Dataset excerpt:
····················
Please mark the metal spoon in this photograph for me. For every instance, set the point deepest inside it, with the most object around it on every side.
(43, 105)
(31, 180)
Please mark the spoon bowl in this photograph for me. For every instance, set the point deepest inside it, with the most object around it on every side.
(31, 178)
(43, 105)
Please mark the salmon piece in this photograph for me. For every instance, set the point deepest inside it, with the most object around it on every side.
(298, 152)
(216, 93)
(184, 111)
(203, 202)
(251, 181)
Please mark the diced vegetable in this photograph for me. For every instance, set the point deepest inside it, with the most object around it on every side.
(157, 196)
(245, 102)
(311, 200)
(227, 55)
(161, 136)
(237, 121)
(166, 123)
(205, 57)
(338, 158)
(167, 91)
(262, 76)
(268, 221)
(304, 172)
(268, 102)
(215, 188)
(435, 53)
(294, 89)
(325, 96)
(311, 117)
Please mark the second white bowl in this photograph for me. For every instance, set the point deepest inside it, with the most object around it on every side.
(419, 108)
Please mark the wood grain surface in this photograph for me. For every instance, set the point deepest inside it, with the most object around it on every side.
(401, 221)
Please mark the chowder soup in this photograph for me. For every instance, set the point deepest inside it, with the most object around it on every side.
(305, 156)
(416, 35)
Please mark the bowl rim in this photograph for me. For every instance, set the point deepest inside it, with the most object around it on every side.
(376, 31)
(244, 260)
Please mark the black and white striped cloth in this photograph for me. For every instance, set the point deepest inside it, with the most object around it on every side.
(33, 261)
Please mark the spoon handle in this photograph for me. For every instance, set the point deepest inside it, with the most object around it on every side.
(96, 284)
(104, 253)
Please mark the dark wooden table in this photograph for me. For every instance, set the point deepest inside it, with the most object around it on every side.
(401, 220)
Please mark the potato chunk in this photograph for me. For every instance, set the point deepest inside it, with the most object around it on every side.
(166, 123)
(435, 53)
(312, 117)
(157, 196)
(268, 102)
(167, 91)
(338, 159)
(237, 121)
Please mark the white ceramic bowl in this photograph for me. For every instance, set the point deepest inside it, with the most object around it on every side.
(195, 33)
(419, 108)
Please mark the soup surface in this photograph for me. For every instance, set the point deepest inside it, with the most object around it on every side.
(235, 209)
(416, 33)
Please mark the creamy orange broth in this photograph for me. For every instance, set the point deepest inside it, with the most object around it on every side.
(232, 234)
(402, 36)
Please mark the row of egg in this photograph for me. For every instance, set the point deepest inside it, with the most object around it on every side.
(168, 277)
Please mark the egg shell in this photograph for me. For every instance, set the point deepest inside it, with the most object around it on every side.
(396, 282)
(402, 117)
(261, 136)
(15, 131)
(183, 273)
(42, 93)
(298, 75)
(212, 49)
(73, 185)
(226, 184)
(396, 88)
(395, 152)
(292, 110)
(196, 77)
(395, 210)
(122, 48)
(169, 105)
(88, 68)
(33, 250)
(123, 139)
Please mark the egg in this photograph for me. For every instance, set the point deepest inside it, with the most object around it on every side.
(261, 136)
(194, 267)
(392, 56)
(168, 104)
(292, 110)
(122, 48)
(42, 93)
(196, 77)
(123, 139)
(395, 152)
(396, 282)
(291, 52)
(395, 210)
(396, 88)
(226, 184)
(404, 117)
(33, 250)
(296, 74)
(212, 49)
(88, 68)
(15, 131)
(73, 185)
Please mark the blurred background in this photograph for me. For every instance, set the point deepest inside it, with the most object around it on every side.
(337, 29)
····················
(Objective)
Write out every line of the material again, exactly as it reads.

(Problem solution)
Please mark the metal spoon in this photograph for me. For every instance, set the point deepest inside it, with the most object around it on every side.
(43, 105)
(31, 180)
Please mark the spoon bowl in this photograph for me. For every instance, set the point deepest inside it, with the most object around it on every side.
(31, 178)
(43, 105)
Please mark the salmon piece in this photograph for me. For every instance, set the point deepest inside it, with the most object around it on every side.
(298, 152)
(216, 93)
(184, 111)
(203, 202)
(251, 181)
Please mark the diced vegetable in this photograph for me. For every instance, set the point deepest inside it, with the most object around it on every side.
(157, 196)
(245, 102)
(311, 200)
(227, 55)
(161, 136)
(237, 121)
(166, 123)
(205, 57)
(338, 158)
(167, 91)
(262, 76)
(268, 221)
(304, 172)
(268, 102)
(215, 188)
(435, 53)
(294, 89)
(325, 96)
(311, 117)
Please mark the second white bowl in this photograph for me. For every instance, set the point deepest inside it, with the most object around it on every side.
(419, 108)
Please mark the wood grain surface in this photograph for me. For every instance, set the point deepest inside it, with the most object around it on every side.
(401, 221)
Please mark the chowder soup in this photograph for me. For every instance, set the point deepest inside it, with the most object around it on every side.
(305, 156)
(416, 35)
Please mark the bowl rim in this photograph for me. For every instance, set the point deepest inside it, with the most object around it on every side.
(376, 31)
(244, 260)
Please mark the black and white striped cloth in this photograph for me. For every instance, set the point deepest inside it, with the most object around it on every side.
(33, 261)
Please mark the spoon handle in this photograph for me. For every instance, set the point deepest inside it, with the most object around it on every side.
(96, 284)
(104, 253)
Please mark the dark wooden table in this photograph for me. For every instance, set the point deepest inside it, with the most object around it on every side.
(401, 220)
Please mark the potato chunk in this photograph for me. For every instance, set the point deepest inside it, with the most object around it on every side.
(166, 123)
(435, 53)
(312, 117)
(157, 196)
(268, 102)
(167, 91)
(338, 159)
(237, 121)
Please mark the white ceramic bowl in this photograph for me. For every instance, set the point deepest inside it, with the most object around it on every side.
(195, 33)
(419, 108)
Please mark the soup surface in this photograph for me. For every instance, set the point deepest inside it, with the most object around it on every side.
(235, 209)
(416, 33)
Please mark the creamy orange broth in this photograph for me. For every instance, set the point deepest inside it, with the most object around it on every side.
(232, 234)
(402, 36)
Please mark the row of egg in this photograph for me. For every instance, set the point deepest inside it, with the most object around it on every side.
(168, 277)
Please mark the egg shell in this photograph for me. For every instance, set the point deepest inside it, with the most object around it on every side.
(396, 282)
(402, 117)
(261, 136)
(15, 131)
(183, 273)
(42, 93)
(298, 75)
(212, 49)
(73, 185)
(226, 184)
(396, 88)
(395, 152)
(292, 110)
(196, 77)
(395, 210)
(122, 48)
(169, 105)
(88, 68)
(33, 250)
(123, 139)
Please mark the egg in this photograph for me. For every instance, set the point deepest inside it, with the most object around it on every side.
(261, 136)
(194, 267)
(392, 56)
(168, 104)
(292, 110)
(122, 48)
(42, 93)
(196, 77)
(123, 139)
(395, 152)
(396, 282)
(291, 52)
(395, 210)
(396, 88)
(226, 184)
(404, 117)
(33, 250)
(296, 74)
(212, 49)
(88, 68)
(15, 131)
(73, 185)
Please mark the blurred background in this photograph for me. For every instance, set the point deepest inside it, with the most object around it on every side.
(337, 29)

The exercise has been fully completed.